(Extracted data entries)
______

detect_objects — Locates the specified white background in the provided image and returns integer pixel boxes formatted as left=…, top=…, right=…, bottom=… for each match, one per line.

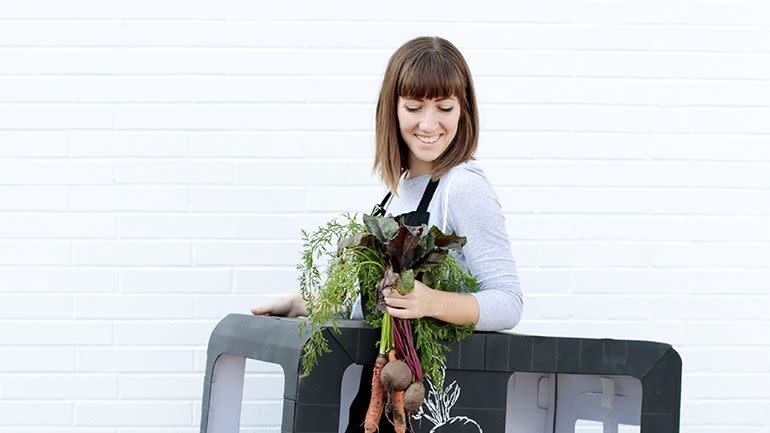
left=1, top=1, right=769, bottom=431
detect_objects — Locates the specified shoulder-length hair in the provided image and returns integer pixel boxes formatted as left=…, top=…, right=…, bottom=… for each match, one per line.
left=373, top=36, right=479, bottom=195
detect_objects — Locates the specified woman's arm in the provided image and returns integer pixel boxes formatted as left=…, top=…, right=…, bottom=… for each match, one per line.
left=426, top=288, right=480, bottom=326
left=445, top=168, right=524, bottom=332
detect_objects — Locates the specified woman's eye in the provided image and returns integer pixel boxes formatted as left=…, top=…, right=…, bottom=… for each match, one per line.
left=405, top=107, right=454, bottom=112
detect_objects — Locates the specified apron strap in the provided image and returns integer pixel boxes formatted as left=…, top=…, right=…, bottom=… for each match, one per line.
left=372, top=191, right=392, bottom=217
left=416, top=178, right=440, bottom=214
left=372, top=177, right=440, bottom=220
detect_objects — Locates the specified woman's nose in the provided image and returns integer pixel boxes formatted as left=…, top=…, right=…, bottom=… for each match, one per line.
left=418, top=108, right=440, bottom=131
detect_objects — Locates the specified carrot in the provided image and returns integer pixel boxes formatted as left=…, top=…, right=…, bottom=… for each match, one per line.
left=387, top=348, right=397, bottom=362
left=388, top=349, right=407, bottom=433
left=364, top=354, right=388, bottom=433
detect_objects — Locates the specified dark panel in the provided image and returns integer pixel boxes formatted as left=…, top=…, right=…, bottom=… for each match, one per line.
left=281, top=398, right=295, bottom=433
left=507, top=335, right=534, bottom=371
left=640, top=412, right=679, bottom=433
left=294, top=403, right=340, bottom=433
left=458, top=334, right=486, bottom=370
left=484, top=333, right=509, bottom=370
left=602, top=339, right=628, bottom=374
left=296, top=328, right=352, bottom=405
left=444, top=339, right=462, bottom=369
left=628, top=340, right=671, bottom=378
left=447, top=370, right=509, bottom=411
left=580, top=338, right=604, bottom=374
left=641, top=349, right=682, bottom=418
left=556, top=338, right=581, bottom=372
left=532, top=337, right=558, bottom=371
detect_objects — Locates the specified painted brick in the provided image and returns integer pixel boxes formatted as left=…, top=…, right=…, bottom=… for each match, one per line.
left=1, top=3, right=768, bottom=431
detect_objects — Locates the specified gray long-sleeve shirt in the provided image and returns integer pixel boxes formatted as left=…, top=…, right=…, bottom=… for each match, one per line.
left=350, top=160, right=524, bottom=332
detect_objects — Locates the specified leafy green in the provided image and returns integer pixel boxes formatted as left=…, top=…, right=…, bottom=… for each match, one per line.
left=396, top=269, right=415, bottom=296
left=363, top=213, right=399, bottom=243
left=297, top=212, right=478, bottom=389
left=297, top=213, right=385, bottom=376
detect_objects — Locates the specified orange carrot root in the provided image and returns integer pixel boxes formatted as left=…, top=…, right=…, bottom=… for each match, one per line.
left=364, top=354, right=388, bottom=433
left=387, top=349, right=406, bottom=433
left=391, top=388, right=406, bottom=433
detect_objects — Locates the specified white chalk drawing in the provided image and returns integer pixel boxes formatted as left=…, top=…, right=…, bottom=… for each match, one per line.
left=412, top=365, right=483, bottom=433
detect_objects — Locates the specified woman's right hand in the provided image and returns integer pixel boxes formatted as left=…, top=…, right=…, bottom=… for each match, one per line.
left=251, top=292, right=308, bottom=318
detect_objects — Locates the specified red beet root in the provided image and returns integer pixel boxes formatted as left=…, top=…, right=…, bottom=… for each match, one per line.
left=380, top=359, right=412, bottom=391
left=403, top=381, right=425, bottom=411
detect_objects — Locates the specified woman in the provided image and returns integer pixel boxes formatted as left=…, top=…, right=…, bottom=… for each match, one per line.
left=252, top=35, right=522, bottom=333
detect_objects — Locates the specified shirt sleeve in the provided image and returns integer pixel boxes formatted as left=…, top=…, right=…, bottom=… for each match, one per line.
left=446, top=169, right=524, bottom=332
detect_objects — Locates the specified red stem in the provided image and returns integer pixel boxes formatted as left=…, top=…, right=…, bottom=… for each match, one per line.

______

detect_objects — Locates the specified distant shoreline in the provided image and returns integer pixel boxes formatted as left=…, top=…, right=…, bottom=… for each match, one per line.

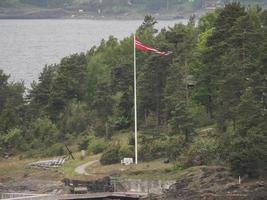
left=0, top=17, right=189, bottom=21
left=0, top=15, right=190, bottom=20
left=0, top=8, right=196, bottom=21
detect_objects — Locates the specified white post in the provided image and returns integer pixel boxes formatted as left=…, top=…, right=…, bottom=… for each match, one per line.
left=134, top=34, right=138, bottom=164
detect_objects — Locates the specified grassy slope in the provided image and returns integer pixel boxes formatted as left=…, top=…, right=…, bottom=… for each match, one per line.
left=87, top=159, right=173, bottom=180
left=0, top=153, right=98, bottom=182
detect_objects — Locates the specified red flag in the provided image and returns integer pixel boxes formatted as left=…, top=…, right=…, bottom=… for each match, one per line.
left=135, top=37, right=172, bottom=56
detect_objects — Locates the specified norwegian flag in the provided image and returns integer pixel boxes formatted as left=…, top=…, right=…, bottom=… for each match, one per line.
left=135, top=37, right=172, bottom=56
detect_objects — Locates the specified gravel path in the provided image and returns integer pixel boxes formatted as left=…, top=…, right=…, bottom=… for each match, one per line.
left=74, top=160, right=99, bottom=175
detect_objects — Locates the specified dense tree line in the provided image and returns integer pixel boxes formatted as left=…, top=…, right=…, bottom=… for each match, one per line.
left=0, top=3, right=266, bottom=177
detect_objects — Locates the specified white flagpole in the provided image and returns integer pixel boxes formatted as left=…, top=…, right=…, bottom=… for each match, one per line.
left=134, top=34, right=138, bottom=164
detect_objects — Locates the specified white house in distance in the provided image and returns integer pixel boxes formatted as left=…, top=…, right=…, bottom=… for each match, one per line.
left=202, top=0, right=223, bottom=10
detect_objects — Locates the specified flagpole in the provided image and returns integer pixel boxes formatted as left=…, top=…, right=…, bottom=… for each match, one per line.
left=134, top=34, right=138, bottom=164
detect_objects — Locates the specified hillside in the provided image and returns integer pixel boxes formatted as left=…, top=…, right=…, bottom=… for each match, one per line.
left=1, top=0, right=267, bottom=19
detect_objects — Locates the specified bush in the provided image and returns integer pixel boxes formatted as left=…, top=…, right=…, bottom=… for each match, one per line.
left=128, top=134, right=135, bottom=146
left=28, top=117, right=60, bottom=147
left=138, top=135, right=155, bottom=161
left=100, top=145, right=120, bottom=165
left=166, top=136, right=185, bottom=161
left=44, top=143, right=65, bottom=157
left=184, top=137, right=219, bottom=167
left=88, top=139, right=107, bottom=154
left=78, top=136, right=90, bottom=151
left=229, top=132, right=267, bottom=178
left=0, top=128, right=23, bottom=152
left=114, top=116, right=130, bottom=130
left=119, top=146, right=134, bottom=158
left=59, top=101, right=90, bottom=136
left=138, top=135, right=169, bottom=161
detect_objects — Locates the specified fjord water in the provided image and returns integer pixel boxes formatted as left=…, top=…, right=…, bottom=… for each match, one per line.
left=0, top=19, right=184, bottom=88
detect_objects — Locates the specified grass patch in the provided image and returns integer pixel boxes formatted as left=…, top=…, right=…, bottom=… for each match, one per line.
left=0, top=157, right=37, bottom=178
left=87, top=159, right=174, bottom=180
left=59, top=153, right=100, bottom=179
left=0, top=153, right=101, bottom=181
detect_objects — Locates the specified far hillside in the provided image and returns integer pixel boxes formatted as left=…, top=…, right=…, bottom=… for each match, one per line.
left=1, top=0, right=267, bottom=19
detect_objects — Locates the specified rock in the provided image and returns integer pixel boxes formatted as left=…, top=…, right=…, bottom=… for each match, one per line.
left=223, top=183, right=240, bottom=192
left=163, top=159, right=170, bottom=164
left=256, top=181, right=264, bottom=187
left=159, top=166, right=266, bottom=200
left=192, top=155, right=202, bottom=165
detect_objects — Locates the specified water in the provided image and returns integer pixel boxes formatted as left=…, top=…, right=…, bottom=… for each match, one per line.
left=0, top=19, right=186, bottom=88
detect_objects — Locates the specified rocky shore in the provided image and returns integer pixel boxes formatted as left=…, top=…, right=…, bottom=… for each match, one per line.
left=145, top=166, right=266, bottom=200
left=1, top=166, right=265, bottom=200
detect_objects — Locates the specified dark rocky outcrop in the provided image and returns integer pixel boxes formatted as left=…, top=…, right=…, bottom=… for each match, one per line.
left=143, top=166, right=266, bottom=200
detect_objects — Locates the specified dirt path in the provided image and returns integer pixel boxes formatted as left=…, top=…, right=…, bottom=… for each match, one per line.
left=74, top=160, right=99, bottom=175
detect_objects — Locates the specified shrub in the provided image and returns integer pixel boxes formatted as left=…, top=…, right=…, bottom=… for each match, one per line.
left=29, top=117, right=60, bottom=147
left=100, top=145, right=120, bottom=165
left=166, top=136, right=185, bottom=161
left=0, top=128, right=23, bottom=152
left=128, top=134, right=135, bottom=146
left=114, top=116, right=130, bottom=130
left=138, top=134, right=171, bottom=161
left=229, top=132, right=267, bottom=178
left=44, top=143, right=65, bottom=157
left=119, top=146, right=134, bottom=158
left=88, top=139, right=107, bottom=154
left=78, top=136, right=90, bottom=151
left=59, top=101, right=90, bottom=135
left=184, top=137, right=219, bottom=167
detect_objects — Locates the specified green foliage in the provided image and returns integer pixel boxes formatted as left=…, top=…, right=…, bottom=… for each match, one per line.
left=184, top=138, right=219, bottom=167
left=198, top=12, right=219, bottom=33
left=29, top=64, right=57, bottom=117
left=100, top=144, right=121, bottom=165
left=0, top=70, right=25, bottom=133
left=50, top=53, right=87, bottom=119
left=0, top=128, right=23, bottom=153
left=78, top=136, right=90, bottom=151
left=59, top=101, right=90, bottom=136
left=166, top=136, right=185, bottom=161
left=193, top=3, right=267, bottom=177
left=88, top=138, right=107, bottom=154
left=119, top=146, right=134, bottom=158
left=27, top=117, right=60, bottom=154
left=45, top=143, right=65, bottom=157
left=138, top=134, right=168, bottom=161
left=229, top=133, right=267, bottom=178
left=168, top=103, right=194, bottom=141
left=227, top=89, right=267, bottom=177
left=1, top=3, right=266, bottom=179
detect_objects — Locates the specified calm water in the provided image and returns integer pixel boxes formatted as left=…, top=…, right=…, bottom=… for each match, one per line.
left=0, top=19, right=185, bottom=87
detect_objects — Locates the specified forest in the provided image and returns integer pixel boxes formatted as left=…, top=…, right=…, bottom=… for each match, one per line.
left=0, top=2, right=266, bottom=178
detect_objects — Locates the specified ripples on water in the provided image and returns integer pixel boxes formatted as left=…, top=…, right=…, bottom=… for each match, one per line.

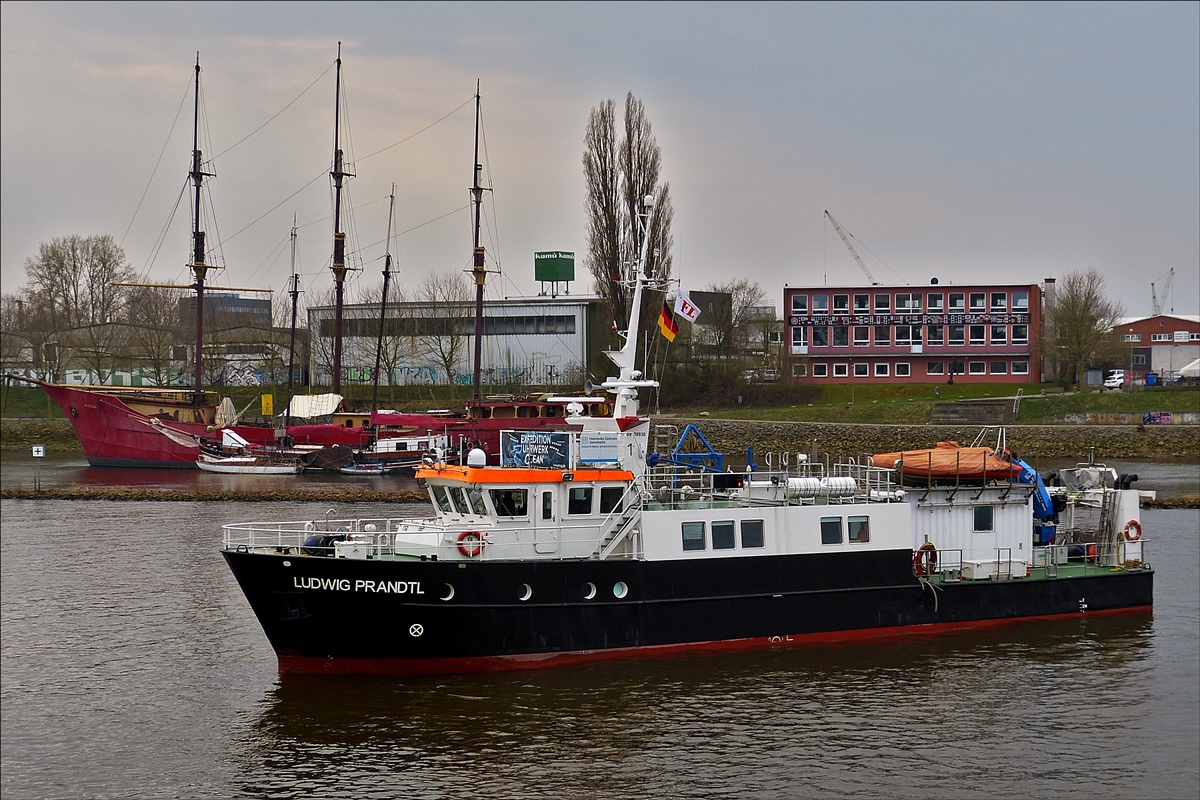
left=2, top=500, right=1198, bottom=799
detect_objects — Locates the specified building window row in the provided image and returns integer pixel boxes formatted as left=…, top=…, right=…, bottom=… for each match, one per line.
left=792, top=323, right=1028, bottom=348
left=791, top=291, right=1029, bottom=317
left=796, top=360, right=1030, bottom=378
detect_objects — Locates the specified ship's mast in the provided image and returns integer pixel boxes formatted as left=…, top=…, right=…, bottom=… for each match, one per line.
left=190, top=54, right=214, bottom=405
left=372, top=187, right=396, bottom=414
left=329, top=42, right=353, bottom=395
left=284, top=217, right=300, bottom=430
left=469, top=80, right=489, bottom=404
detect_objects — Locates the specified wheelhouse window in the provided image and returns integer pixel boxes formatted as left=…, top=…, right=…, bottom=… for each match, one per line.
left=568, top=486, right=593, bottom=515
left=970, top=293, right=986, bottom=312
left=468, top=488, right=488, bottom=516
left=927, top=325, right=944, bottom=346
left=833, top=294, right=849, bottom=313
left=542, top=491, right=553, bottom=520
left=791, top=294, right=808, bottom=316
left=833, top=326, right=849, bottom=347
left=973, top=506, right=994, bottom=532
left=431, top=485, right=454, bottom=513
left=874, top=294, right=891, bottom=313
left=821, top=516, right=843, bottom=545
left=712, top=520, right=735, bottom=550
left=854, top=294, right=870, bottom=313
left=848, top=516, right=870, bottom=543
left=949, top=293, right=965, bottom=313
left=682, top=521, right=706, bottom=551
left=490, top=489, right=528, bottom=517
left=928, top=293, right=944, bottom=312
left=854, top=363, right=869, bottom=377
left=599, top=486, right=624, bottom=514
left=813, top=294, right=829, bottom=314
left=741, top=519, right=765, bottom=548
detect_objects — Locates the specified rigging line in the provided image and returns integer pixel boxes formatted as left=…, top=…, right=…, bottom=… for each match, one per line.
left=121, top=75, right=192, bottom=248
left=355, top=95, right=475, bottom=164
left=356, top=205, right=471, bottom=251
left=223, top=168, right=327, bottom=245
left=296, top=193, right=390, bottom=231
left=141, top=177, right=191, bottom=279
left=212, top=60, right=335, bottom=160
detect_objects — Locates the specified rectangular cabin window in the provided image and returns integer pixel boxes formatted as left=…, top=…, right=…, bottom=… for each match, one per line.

______

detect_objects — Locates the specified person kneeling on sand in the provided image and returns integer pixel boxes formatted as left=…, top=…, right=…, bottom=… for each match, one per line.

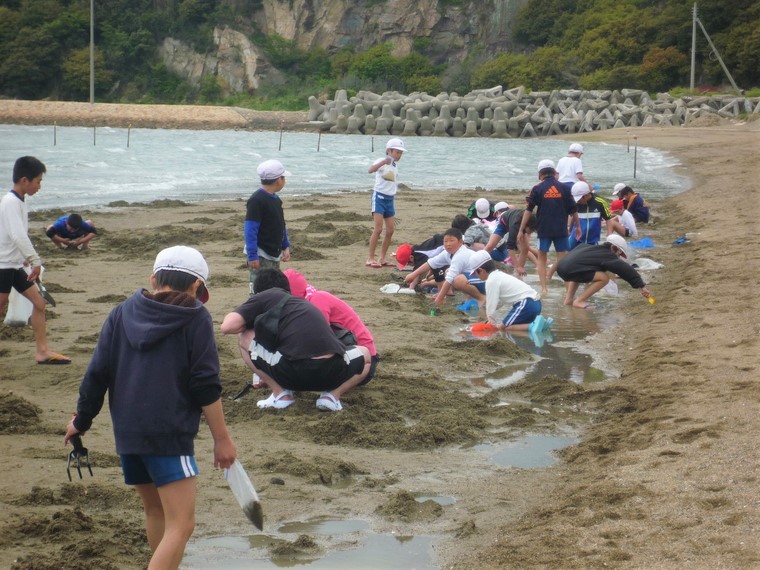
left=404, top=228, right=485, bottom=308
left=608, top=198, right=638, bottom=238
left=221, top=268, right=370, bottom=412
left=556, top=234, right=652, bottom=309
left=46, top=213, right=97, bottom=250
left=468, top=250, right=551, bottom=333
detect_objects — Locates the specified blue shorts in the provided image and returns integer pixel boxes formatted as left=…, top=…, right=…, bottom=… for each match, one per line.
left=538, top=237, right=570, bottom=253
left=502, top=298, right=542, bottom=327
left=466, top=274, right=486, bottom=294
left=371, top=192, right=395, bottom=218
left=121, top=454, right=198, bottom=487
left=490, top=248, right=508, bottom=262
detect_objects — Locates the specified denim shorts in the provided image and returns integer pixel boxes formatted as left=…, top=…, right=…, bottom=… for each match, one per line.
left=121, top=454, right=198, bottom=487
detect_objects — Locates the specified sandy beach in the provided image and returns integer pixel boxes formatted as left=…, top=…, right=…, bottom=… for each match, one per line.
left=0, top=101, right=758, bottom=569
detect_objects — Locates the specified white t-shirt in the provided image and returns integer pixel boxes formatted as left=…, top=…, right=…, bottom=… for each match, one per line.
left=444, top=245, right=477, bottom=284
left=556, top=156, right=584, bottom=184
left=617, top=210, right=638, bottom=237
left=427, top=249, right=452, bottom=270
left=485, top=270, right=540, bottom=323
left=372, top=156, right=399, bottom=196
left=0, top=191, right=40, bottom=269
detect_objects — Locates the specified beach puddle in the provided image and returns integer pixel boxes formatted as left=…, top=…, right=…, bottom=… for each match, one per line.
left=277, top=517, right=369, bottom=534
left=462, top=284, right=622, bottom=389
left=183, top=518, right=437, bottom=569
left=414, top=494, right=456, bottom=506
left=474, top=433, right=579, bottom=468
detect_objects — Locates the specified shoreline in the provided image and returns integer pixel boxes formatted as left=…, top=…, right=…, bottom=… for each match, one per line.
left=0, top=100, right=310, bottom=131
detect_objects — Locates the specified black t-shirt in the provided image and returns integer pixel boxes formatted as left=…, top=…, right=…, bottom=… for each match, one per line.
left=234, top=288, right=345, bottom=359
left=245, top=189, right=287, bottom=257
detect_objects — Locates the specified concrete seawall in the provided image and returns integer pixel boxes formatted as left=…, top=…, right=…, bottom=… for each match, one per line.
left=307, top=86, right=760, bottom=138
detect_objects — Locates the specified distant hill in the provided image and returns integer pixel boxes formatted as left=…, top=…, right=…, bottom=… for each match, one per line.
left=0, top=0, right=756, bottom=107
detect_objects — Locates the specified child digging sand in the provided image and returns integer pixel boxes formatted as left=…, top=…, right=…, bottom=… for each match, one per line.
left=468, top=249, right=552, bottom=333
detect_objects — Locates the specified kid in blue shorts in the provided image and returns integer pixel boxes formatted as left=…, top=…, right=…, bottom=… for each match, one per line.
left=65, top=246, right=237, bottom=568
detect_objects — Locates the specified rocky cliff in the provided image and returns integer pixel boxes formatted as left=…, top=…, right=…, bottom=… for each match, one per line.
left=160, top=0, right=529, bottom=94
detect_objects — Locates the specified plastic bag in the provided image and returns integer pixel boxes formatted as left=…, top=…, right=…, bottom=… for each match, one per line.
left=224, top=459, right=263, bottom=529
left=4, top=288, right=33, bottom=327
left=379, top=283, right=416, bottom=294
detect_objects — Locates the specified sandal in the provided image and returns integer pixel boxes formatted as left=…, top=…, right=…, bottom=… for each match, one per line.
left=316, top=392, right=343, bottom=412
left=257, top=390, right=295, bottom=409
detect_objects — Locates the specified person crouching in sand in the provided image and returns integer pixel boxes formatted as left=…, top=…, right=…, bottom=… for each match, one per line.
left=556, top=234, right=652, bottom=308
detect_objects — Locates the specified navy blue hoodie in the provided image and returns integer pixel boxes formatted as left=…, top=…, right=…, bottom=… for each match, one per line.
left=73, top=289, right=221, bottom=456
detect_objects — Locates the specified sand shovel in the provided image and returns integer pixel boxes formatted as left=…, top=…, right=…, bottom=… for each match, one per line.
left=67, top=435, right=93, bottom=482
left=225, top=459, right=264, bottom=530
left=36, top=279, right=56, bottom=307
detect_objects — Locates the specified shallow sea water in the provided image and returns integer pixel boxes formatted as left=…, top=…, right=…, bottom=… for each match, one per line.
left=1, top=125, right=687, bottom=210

______

• **TASK OBJECTIVE**:
Using the entries above, give back exactly the line containing "detect_objects — Locates the specified red beet", the line containing "detect_objects — Locates the specified red stem", and every line between them, and nothing else.

• **ANSWER TO THIS EXERCISE**:
detect_objects — Locates the specified red beet root in the provided image and returns integer pixel boxes formatted as left=…, top=…, right=…, bottom=… for each match, one per line.
left=380, top=359, right=412, bottom=391
left=403, top=381, right=425, bottom=411
detect_objects — Locates the specified woman in the provided image and returns integer pixel boxes formatted as left=…, top=…, right=…, bottom=… for each match, one per line.
left=252, top=35, right=522, bottom=333
detect_objects — Locates the specified shirt sleeve in the provided image and returns integer pixel boxes formatted as left=…, top=…, right=…, bottom=… for each match, one per line.
left=446, top=169, right=524, bottom=332
detect_objects — Locates the specified red stem in the provided image and returns integer pixel boxes formatted as left=…, top=…, right=…, bottom=… for each match, one per line.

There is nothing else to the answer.